» Belge Metni
Ayetlerimizi kizb edenler... sağırdırlar ve dilsizdirler!... zulmetler içindedirler!
ALLAH, dilediği kimseyi dall eder… ve dilediği kimseyi sırat-ı mustakim üzre kılar.

6. ENAM / 46

De ki:
"Gördünüz mü!?
Eğer ALLAH, işitmenizi ve basarlarınızı ahz etse ve kalblerinizi hatm etse, ALLAH'tan gayrı, hangi ilah onları size verebilir?"
Nazar et!
Nasıl da, ayetleri sarf ediyoruz! Sonra, onlar suduf etmekteler!

6. ENAM / 49

Ayetlerimizi kizb edenler… onlara, fasık olmuş oldukları şeyler ile azab mess olur.

6. ENAM / 54

Ayetlerimize iman edenler sana geldiklerinde, de ki:
"Selamun aleykum!
Rabbiniz,
sizden, cehalet ile sui olana amil olan...
sonra onun ardından tevbe eden...
ve de ıslah olan kimseye...
KENDİ NEFSİ üzerine rahmeti ketb etmiştir. Artık O, gafurdur, rahimdir."

6. ENAM / 55

Böyledir!...
Mücrimlerin sebilinin istibane olması için ayetleri tafsil ederiz.

6. ENAM / 65

De ki:
"O,
fevkinizden veya ayaklarınızın altından size azab baas etmeye…
veya sizi şialar halinde ilbas etmeye...
ve bazınızın beisini bazınıza tattırmaya...
kadirdir."
Nazar et!... Ayetleri nasıl da sarf ediyoruz… umulur ki fıkh edersiniz.

6. ENAM / 68

Ayetlerimiz hakkında havz olanları gördüğünde, gayrı hadise havz oluncaya kadar, onlardan iraz et.
Eğer şeytan sana unutturursa… artık zikir ettikten sonra, zalimler kavmiyle beraber kuud etme.

6. ENAM / 93

ALLAH'a kizb ederek iftira eden...
yahut kendisine birşey vahy edilmediği halde, "Bana vahy olundu" diyen...
yahut, "ALLAH'ın inzal ettiği şey mislince ben de inzal edeceğim" diyen...
kimseden daha zalim kimdir?
Şayet, zalimleri bir görsen;
mevt gamrı içinde olduklarında...

» Verilen Satırlar
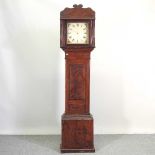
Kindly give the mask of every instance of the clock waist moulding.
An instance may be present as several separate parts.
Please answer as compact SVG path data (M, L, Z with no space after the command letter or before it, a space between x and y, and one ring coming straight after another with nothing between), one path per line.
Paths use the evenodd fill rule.
M60 12L60 47L65 52L65 112L62 153L95 152L93 117L89 112L90 53L95 47L95 12L73 5Z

» Yönergeler
**A)** 1. bloktaki satırların hepsini, boş olanları atlayarak numaralı bir listeye dönüştürün. Resimler yanıtta yer almasın.
**B)** En'am suresinden ayetler aktaran metni, son gösterilen satırdan sonrasıyla sürdürün.

» Görev Sonuçları
**A)**
1. Kindly give the mask of every instance of the clock waist moulding.
2. An instance may be present as several separate parts.
3. Please answer as compact SVG path data (M, L, Z with no space after the command letter or before it, a space between x and y, and one ring coming straight after another with nothing between), one path per line.
4. Paths use the evenodd fill rule.
5. M60 12L60 47L65 52L65 112L62 153L95 152L93 117L89 112L90 53L95 47L95 12L73 5Z

**B)**
ve meleklerin ellerini bast ederek; "Nefslerinizi ihrac edin bakalım! Bu yevmde, ALLAH'a karşı hakk gayrısında söylemiş olduğunuz şeyler ile... ve ayetlerine istikbar etmiş olmanız ile muhin azaba cezalanacaksınız!" (denildiğinde)...

6. ENAM / 97

O, berrin ve bahrin zulmetlerinde, onunla ihtida olmanız için, sizin için necmleri kılandır. İlim eden kavme, ayetleri, kat'iyyetle tafsil ettirmiş olduk!

6. ENAM / 98

O, vahid nefsten sizi inşa edendir… artık, müstekarrdır ve müstevdadır!
Fıkh eden kavim için ayetleri, kat'iyyetle tafsil etmiş olduk!

6. ENAM / 99

O, semadan su inzal edendir.
Ardından nebatın bütün şeylerini onunla ihrac ettik.
Ardından, ondan hadralar ihrac ettik.
Ondan da müterakib habbeler ihrac ediyoruz...
ve hurmanın tallarından daniye olan salkımlar...
ve üzümden ve zeytinden ve nardan müştebih ve gayr-ı müteşabih cennetler...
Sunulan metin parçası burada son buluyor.